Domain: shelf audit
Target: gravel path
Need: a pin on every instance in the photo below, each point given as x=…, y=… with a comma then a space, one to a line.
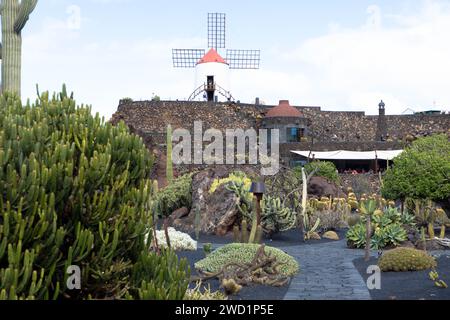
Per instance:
x=326, y=273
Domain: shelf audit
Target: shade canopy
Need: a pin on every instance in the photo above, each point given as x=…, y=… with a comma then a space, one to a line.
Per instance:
x=350, y=155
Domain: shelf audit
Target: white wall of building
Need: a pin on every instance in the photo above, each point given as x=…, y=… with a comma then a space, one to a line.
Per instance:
x=221, y=73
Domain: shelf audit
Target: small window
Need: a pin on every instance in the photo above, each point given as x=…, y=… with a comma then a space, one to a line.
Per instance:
x=295, y=134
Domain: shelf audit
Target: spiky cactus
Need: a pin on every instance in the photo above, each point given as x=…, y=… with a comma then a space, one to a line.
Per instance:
x=74, y=191
x=15, y=15
x=169, y=164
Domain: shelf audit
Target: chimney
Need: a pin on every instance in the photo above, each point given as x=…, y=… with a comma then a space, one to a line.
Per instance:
x=382, y=124
x=381, y=108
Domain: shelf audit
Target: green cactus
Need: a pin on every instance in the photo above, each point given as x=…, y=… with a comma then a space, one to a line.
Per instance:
x=244, y=232
x=15, y=15
x=74, y=190
x=169, y=164
x=276, y=217
x=406, y=259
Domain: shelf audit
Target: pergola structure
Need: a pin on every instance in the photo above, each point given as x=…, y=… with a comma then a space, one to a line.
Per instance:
x=343, y=159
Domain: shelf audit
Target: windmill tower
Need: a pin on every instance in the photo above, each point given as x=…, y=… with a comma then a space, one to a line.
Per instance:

• • • •

#### EXERCISE
Using only the data above, copy out the lines that include the word "Target".

#### EXERCISE RESULT
Target: gravel path
Target: shade canopy
Target: white wall of building
Target: small window
Target: spiky cactus
Target: chimney
Target: green cactus
Target: pergola structure
Target: windmill tower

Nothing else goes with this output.